▶ Document segment:
Steps/Process to Normalizaing an Existing Database

lmg0115

Registered User.
Local time
Today, 11:16
Joined
Jul 29, 2008
Messages
38
Can someone tell me what the steps are to normalizing an existing database. I have inherited a database that has 54 tables with 22 appearing in the relationship window. Most of which do not have established relationships. Firstly I created a copy to play around with. I have run the table analyzer and most of my tables are fine. I have defined the tables that are critical to the process. My next step, I believe is to define the relationships, which are not present in the current database. What would you say are my next steps? Thank you in advance for any assistance you can provide.
 
You're probably going to get lots of links on this one.;) It takes a lot of typing to really explain it, and there are already hundreds of web pages that already have the answer. Here's a decent start:
http://en.wikipedia.org/wiki/Database_normalization

Read up, give it a try, ask questions when you're stuck.
You may even want to upload a version of your DB (with no data, forms etc - just table structure) for us to offer up suggestions.
 
Last edited:
Try using Google. There are a lot of good sites about Normalization out there. Also there are some good threads on this forum so search that as well. Good luck. Remember to post any queries you have here and we will do our best help you.
 
I wouldn't trust the wizard to tell me the tables are "fine". It can do only the most basic of tests and it relies primarially on finding patterns of repeating data in rows. It won't identify repeating groups because it can't analyze column names and even the column names may not have a repeating pattern so only domain knowledge and an understanding of normalization would pick them out.

I would start by examining each table and identifying its primary key. Then I would go through each column and determine its relationship with the primary key.
 
In line with my question on normalization, can a single junction table be used for multiple many to many relationships? i.e. tblemps, tblline, tblshift, tblWO. Each of these tables has a many to many relationship to the other. Can I have a single junction table with tblempsID, tbllineID, tblshiftID, tblWOID with the junction table as the many and each of the others as the one?
 
In line with my question on normalization, can a single junction table be used for multiple many to many relationships? i.e. tblemps, tblline, tblshift, tblWO. Each of these tables has a many to many relationship to the other. Can I have a single junction table with tblempsID, tbllineID, tblshiftID, tblWOID with the junction table as the many and each of the others as the one?
Thats not how you use a junction table. The junction table is the 1 and the other sides are the many. For example iyou have a many to Many relationship between Students and Courses then you would have a Student table with a primary key of say StudentID and a Course table with a primary key of CourseID then your junction table called tblStudentCourse would have fields of StudentID and CourseID

your Junction table might look like this

Student1 Course1
Student1 Course 2
Student2 Course1
Student2 Course2
Student2 Course3 ets
 
Last edited:
Rabbie, I stand corrected. Thank you. However, is it possible to have a junction table as I described switching the relationship around? Or, would you suggest leaving the tables as standalones and developing the relationship in my queries?
 
You can do a lot of reading, but eventually it comes back down to this: The ONLY way to normalize a database is to identify the entities being represented. Then segregate non-similar entities to tables of their own.

Not all databases are this way, but many represent an abstracted BUSINESS MODEL showing data flow, transactions, and the relationships of things that are objects, actors, components, etc. Just looking at it roughly, I would say that your database is a model of something. If that is the case, there is no substitute for first assuring that you understand the real-world process of which the .MDB is a model.

▶ Direction 1:
In the database normalization thread, what does the table analyzer wizard primarily rely on, according to the reply that distrusts it?
▶ Direction 2:
Continue the database normalization thread from its final post.

▶ Provided information:
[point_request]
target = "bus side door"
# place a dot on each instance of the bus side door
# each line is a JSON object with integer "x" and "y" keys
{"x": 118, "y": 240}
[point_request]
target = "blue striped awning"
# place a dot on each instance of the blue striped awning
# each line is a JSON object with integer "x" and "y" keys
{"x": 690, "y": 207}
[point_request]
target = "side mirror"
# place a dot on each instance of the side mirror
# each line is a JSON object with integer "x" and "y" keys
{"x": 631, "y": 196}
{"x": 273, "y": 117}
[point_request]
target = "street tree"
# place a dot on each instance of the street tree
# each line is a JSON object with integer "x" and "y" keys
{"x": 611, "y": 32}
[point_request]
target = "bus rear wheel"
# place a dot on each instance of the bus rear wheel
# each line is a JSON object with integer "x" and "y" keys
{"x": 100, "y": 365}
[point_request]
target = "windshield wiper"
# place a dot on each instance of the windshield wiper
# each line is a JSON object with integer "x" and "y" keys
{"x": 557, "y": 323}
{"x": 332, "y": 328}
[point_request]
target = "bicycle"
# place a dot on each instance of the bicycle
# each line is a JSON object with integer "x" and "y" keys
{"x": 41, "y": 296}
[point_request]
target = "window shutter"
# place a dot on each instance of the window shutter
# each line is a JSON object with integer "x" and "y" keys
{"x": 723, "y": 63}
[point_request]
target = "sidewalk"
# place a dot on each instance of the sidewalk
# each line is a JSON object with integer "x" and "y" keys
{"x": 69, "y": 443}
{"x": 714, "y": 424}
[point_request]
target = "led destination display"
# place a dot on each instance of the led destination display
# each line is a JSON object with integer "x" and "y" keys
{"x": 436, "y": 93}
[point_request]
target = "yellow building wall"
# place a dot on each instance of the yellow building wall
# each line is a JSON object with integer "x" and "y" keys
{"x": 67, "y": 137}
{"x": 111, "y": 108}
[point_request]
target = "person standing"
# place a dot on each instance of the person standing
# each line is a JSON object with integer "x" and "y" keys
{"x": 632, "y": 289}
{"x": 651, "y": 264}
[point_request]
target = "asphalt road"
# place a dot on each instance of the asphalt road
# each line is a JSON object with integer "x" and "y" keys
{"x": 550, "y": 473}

▶ Exercise answer 1:
It relies primarily on finding patterns of repeating data in rows.

▶ Exercise answer 2:
I infer from what I read that you have a shop with some sort of work order structure, a product line (but that could be an assembly line instead; the "read" is ambiguous), a bunch of employees, work shifts, and the like. Therefore, you are looking at tracking work done on specific products or product lines, done by employees on a work order, and done during a particular shift. You are probably tracking hours worked or something similar. The model represents work flow as employees are given a work order to make some part of your product line. No?

In which case here are some entities that come to mind:

Employee
Work Order
Product Line
Specific Product
Shift

Not so clear from the thread so far: Departments, consumables (used in making the product), customers (whose purchase order causes you to ISSUE the work orders), etc.

These all belong in their own tables with simple junction tables between them. To decide what goes into the junctions, you must know what relationship exists.

For instance, if you have multiple departments, it is possible that work orders could be tied to different departments. If you have what is commonly called "matrix management" at your shop, the work order would be tied to both an employee AND a department (therefore THREE fields in the junction, particularly if the employee can float between departments in that matrix.)

You MUST understand the physical work flow before you can properly normalize the tables that are part of the model because it is ALWAYS AND FOREVER the case that the data drives the model. Don't let the model drive the data. I.e. YOU make the business decisions and after that, make the model conform to your decisions. Don't make a choice because you cannot make the model do something. Make the choices because the business says "that's the way it has to be." Then figure out how to adapt the model. And the first step is always to understand the process underlying the model.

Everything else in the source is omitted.